Starting from the top of the entries below and ending with the line containing "[ ] one point per instance of the blossom bud", restate every line word for word, pictures omitted.
————
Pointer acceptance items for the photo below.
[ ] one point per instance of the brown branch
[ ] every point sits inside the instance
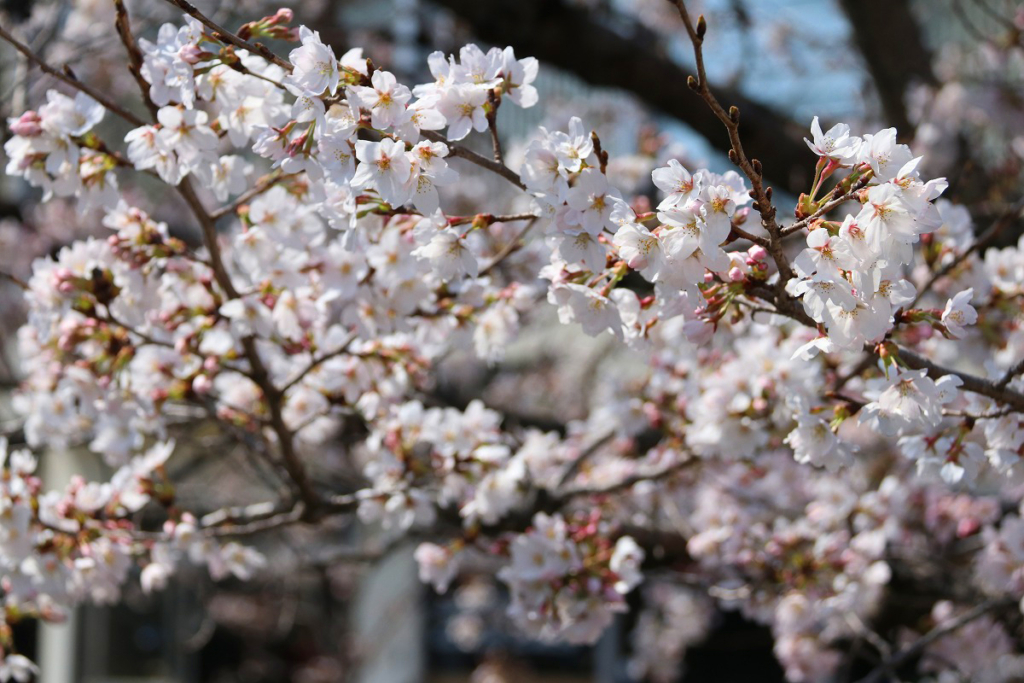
(473, 158)
(513, 246)
(495, 100)
(271, 394)
(123, 24)
(918, 646)
(625, 55)
(14, 280)
(751, 168)
(71, 80)
(1014, 371)
(261, 186)
(225, 36)
(826, 207)
(786, 305)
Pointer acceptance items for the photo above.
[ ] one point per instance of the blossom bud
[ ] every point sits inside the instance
(202, 384)
(27, 125)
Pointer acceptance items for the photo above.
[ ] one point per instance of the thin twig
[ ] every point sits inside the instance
(919, 645)
(226, 36)
(1014, 371)
(264, 184)
(826, 207)
(993, 231)
(473, 158)
(509, 249)
(751, 168)
(70, 80)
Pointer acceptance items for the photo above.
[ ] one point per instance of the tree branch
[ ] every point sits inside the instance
(70, 80)
(625, 56)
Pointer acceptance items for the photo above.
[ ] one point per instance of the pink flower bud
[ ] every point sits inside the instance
(27, 125)
(193, 54)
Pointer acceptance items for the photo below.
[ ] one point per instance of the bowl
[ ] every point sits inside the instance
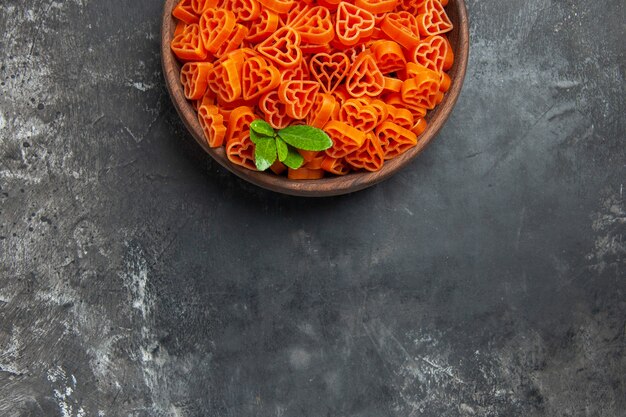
(329, 186)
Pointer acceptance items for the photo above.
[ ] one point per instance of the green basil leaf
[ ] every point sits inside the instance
(307, 138)
(281, 148)
(262, 128)
(264, 153)
(293, 160)
(255, 137)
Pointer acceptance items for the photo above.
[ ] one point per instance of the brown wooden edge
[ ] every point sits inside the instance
(333, 186)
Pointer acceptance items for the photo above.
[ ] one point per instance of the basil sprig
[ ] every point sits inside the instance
(271, 145)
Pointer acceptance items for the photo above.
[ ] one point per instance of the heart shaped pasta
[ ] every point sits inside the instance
(365, 72)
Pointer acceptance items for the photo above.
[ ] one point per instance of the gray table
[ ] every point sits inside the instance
(138, 278)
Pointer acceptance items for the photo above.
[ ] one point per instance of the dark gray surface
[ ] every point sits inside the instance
(137, 278)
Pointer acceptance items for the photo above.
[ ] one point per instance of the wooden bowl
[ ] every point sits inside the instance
(459, 38)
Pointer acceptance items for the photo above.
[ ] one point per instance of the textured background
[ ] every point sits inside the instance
(138, 278)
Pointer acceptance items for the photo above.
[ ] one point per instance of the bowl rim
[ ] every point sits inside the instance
(328, 186)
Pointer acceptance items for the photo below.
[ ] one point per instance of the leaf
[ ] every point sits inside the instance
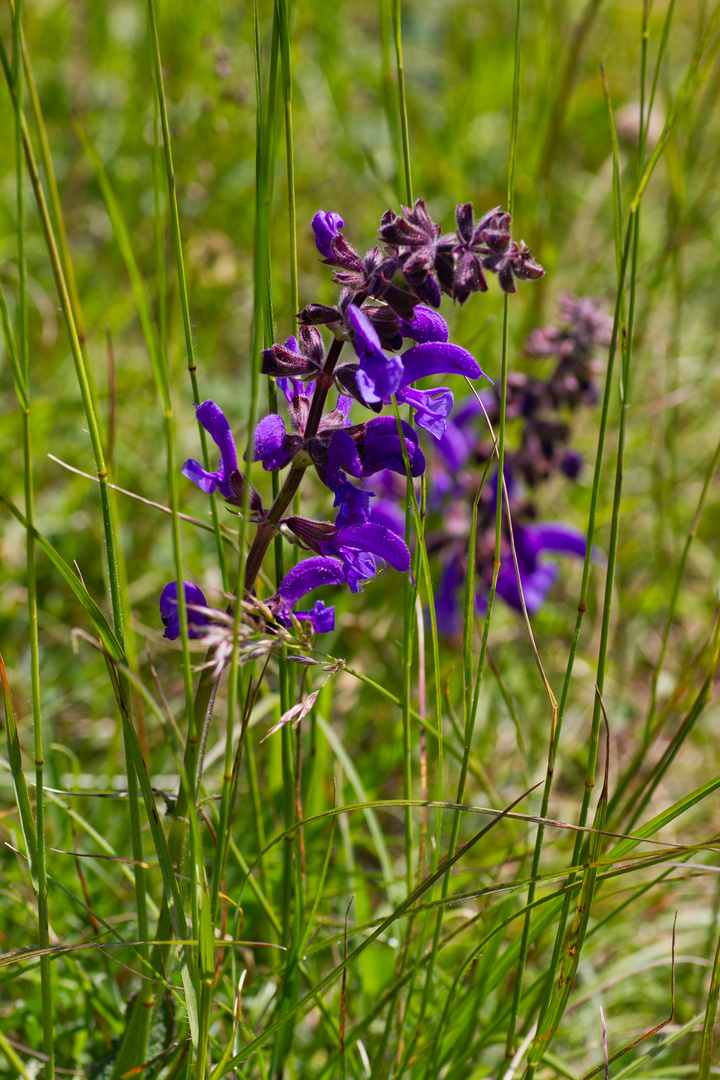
(295, 714)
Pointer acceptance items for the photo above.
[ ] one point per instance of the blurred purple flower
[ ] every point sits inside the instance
(170, 611)
(326, 225)
(537, 575)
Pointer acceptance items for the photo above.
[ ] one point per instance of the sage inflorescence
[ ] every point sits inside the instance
(388, 301)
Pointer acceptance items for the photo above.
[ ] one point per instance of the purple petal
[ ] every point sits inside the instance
(381, 447)
(269, 442)
(215, 423)
(437, 358)
(378, 376)
(309, 575)
(425, 325)
(354, 505)
(321, 618)
(344, 405)
(371, 539)
(431, 406)
(171, 613)
(326, 226)
(206, 481)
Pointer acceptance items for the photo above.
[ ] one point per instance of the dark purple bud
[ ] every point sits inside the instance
(291, 388)
(571, 463)
(310, 532)
(281, 361)
(326, 225)
(524, 265)
(464, 219)
(311, 345)
(469, 278)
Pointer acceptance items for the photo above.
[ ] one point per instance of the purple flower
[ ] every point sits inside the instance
(320, 617)
(432, 407)
(425, 325)
(388, 513)
(170, 611)
(354, 504)
(326, 225)
(437, 358)
(215, 423)
(538, 576)
(358, 547)
(378, 376)
(303, 578)
(380, 447)
(272, 444)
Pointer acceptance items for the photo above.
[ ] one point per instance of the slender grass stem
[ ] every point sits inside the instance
(405, 134)
(181, 280)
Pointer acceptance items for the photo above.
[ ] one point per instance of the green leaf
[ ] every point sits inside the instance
(22, 797)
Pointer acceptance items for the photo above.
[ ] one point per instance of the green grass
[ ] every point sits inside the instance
(302, 909)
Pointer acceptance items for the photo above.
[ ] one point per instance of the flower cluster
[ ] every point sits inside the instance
(386, 312)
(539, 413)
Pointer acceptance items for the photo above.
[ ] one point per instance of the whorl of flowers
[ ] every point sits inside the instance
(388, 299)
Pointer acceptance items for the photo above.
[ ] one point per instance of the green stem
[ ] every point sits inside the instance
(397, 32)
(181, 280)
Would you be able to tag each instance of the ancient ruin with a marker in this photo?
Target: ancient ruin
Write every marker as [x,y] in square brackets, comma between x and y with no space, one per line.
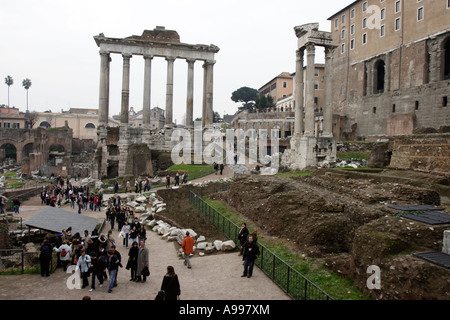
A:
[308,146]
[115,154]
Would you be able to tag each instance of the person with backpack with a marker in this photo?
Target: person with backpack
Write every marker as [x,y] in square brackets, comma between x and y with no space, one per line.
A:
[65,254]
[45,257]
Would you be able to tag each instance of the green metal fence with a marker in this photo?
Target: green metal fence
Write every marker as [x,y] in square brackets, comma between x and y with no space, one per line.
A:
[297,286]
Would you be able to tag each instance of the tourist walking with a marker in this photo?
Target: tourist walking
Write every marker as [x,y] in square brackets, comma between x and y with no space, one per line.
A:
[251,250]
[132,261]
[45,257]
[188,247]
[242,236]
[16,205]
[112,266]
[125,233]
[64,253]
[97,266]
[142,263]
[83,264]
[170,284]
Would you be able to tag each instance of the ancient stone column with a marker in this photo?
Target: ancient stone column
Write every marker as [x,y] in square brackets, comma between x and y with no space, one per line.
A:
[328,112]
[309,91]
[125,89]
[298,124]
[169,93]
[190,95]
[147,90]
[207,117]
[103,105]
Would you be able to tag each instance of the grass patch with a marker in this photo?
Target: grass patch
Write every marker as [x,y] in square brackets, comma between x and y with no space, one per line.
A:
[332,283]
[193,171]
[292,174]
[354,155]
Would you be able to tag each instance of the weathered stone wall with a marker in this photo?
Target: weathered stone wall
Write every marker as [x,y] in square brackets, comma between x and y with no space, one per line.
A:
[427,153]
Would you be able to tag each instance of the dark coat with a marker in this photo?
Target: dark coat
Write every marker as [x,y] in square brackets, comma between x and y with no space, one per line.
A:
[251,250]
[171,286]
[243,234]
[132,258]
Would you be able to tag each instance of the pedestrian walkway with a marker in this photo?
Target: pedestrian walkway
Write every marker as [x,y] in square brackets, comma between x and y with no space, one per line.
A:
[212,277]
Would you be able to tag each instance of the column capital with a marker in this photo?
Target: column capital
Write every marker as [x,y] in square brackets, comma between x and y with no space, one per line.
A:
[310,48]
[209,62]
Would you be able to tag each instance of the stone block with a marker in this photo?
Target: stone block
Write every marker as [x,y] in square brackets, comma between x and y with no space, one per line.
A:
[446,242]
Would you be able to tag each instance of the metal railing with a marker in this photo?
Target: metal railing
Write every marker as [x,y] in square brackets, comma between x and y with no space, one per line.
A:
[19,264]
[292,282]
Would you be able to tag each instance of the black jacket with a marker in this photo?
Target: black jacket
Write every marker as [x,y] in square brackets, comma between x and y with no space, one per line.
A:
[251,250]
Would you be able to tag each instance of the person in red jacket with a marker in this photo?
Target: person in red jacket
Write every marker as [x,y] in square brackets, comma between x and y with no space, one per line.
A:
[188,248]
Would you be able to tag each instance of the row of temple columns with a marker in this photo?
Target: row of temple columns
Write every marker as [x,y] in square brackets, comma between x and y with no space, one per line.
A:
[304,95]
[207,107]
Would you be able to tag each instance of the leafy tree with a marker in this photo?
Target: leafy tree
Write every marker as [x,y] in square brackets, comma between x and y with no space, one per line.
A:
[264,102]
[9,82]
[26,84]
[245,95]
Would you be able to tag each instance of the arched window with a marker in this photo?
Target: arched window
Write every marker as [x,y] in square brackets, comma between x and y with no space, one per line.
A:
[446,54]
[379,75]
[89,126]
[45,124]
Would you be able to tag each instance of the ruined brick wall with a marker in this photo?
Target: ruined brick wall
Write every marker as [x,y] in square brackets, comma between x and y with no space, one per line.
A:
[426,153]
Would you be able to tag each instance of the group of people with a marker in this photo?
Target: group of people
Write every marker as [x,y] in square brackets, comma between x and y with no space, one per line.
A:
[183,178]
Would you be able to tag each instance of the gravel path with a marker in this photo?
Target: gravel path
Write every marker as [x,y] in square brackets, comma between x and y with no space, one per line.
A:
[214,277]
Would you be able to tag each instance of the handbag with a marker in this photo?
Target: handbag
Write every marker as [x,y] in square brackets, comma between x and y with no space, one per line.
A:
[145,272]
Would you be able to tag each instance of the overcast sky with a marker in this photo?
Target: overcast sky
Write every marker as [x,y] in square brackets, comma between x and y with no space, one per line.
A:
[51,42]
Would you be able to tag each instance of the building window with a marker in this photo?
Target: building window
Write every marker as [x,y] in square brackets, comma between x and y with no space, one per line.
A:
[420,14]
[379,75]
[398,24]
[398,6]
[89,126]
[446,54]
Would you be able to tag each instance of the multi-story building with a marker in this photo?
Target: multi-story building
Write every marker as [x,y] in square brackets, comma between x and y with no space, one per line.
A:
[391,68]
[12,118]
[83,122]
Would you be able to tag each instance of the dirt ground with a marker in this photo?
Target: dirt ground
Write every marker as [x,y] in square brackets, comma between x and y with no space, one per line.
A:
[215,277]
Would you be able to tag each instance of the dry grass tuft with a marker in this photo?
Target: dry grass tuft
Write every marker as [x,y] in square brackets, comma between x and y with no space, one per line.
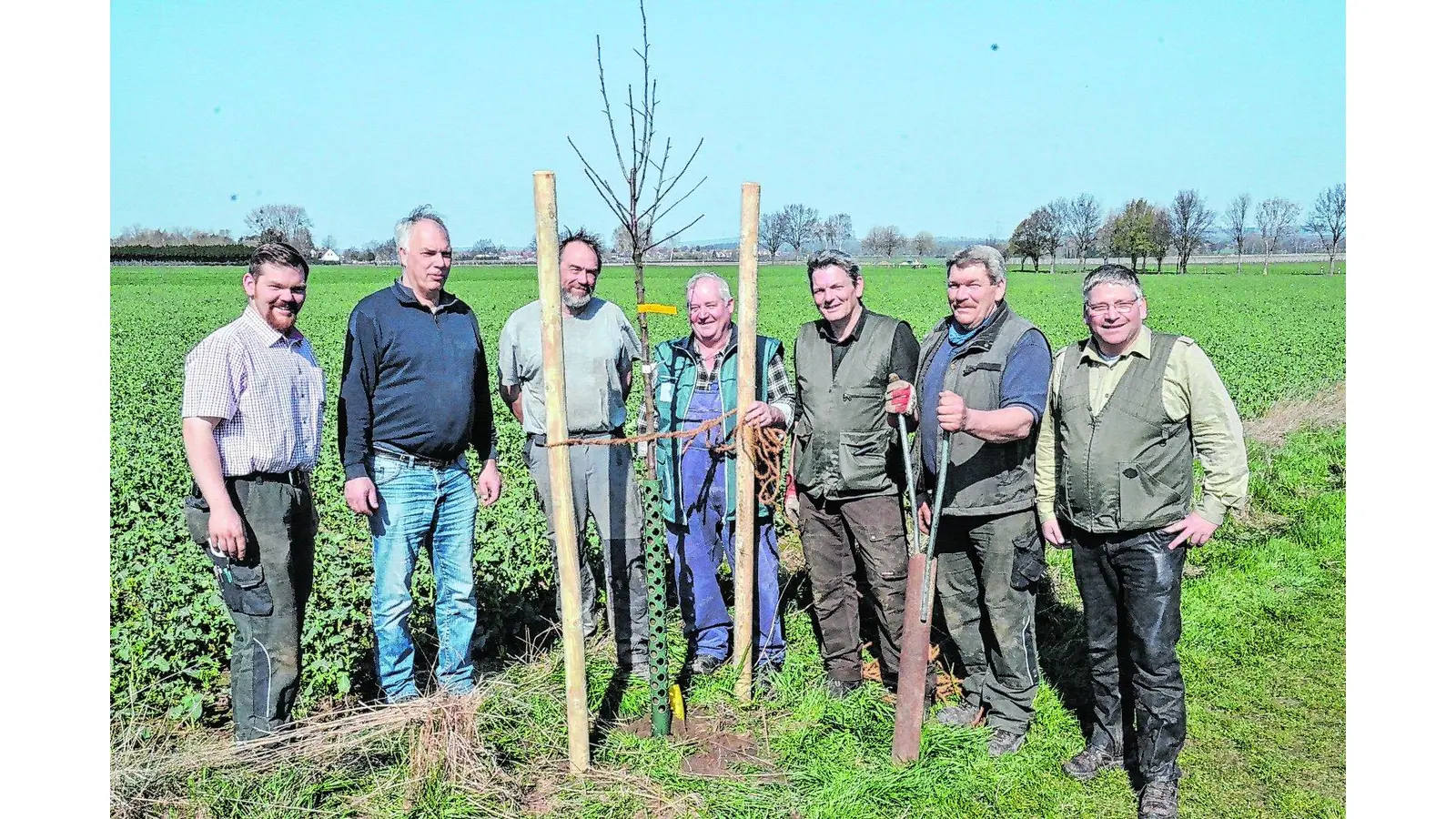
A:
[448,745]
[1324,410]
————
[Written solution]
Pointer acceptance items for the photo below.
[ ] one point per instance of the brown branch
[ ] every point sits inside the instance
(473, 158)
(513, 246)
(495, 100)
(271, 394)
(123, 24)
(918, 646)
(625, 55)
(14, 280)
(751, 168)
(71, 80)
(1014, 371)
(261, 186)
(225, 36)
(826, 207)
(786, 305)
Pointer acceptance items for the photo above.
[ ] one point per instance of the blossom bud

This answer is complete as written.